Segment Start: Task data

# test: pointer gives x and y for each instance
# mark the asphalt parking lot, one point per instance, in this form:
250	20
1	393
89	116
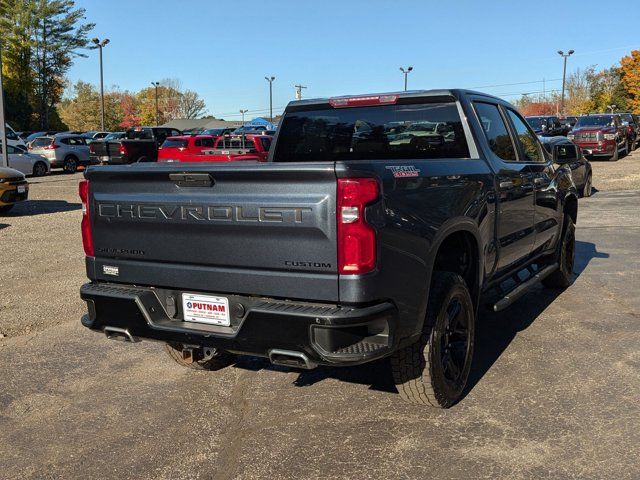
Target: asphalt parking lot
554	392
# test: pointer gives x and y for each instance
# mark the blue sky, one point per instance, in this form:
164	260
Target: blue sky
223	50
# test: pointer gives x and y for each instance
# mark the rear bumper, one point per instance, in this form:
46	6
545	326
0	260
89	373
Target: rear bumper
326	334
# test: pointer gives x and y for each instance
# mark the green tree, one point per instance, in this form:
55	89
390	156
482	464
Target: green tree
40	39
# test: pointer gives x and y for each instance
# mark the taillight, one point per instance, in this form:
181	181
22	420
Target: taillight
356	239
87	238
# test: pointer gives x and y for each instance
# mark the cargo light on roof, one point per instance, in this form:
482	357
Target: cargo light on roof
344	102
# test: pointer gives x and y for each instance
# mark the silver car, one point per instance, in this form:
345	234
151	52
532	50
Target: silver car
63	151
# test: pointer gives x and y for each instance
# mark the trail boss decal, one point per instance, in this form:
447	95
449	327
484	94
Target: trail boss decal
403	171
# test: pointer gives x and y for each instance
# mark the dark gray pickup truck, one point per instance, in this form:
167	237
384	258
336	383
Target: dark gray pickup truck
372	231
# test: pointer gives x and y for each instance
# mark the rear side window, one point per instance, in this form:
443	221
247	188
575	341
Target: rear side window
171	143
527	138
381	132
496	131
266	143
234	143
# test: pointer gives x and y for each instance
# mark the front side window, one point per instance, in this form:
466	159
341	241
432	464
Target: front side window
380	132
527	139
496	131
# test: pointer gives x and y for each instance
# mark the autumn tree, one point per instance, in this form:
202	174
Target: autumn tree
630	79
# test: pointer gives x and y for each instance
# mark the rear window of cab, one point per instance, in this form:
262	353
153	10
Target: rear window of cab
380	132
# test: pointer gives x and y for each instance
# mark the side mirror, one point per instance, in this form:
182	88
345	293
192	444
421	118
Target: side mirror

Segment End: Task data
Segment Start: Task data

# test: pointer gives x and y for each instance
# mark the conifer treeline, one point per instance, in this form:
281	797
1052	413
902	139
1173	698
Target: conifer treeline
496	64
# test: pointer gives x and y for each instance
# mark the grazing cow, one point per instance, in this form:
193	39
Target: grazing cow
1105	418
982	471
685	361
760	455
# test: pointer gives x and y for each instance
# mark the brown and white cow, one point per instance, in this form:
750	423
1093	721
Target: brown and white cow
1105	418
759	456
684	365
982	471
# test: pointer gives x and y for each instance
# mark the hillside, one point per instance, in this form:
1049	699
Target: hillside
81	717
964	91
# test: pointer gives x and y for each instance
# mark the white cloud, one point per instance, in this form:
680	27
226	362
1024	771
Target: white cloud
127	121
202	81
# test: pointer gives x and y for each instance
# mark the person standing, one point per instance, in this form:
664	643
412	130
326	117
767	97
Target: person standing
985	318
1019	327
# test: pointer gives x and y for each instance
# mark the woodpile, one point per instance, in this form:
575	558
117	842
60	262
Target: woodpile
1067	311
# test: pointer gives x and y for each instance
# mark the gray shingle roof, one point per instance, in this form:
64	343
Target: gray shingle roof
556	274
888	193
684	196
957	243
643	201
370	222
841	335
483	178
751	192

Segment End: Task data
Segment Start: Task data

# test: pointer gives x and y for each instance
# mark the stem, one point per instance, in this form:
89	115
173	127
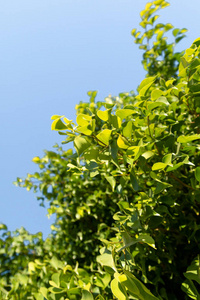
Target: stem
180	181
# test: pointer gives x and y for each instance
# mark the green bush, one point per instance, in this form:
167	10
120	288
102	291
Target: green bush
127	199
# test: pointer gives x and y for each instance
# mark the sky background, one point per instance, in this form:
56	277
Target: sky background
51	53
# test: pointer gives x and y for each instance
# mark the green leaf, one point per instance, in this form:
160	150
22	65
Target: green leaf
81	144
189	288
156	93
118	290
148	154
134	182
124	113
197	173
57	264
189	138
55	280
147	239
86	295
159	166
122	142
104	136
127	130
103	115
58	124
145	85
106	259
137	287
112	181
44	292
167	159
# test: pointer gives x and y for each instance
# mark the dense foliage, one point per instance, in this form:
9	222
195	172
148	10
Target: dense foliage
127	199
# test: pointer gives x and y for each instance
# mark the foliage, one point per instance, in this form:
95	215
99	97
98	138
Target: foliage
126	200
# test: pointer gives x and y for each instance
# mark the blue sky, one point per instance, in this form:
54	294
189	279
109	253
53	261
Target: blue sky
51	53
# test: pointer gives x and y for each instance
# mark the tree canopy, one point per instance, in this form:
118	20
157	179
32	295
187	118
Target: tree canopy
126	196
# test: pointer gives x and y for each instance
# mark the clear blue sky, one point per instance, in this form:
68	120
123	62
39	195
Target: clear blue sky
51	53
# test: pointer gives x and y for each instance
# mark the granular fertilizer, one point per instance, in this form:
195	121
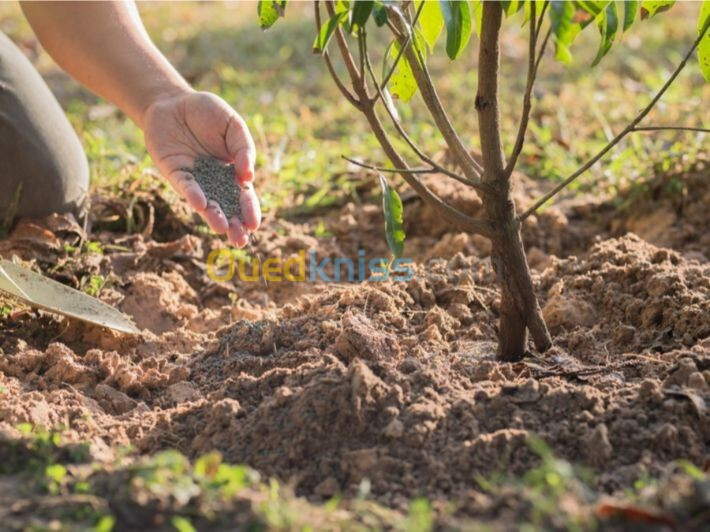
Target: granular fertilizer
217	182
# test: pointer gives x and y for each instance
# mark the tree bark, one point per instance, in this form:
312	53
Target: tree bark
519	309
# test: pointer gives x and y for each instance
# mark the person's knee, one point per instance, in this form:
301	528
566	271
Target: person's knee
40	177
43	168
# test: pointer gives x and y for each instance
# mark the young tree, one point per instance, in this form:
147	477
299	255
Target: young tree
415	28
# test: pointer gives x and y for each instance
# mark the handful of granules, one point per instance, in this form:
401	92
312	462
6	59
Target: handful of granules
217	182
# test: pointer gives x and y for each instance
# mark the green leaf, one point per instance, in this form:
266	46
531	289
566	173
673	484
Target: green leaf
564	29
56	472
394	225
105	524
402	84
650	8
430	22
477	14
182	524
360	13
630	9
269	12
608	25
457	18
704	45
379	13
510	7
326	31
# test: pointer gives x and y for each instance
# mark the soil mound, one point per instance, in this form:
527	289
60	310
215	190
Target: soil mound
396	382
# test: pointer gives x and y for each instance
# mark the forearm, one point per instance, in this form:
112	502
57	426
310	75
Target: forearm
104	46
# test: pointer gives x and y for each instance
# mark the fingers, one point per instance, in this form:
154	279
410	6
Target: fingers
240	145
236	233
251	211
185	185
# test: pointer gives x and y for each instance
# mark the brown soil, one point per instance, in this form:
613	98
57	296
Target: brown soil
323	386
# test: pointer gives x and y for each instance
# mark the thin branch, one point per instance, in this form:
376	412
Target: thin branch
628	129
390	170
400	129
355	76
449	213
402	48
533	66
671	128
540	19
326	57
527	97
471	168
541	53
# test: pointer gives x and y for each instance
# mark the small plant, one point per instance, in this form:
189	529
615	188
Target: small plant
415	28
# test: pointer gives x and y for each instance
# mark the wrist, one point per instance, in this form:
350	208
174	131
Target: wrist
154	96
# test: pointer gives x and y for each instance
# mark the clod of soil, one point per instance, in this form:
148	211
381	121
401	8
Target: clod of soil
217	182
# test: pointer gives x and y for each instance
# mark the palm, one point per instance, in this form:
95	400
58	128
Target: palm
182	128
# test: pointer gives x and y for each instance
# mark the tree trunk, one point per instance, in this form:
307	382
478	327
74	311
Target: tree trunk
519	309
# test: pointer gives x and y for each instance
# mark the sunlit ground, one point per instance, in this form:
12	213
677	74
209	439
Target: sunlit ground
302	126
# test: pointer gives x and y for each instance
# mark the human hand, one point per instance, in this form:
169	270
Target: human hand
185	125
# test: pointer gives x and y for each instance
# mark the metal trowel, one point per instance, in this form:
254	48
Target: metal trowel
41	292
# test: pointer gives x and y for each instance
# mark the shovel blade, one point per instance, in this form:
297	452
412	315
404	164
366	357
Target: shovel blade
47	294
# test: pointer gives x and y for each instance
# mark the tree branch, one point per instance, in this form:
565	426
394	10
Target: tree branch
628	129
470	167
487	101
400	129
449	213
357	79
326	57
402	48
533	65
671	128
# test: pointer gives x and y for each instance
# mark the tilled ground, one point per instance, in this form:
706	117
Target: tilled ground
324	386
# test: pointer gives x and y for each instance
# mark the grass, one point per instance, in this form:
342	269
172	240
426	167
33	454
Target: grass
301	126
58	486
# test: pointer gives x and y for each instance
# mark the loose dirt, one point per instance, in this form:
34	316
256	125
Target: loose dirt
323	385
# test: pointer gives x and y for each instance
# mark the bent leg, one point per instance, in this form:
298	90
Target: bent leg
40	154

Segment End: Task data

Tally up how many lines in the records contain the string "mirror". Answer with that figure only.

• [Written response]: 2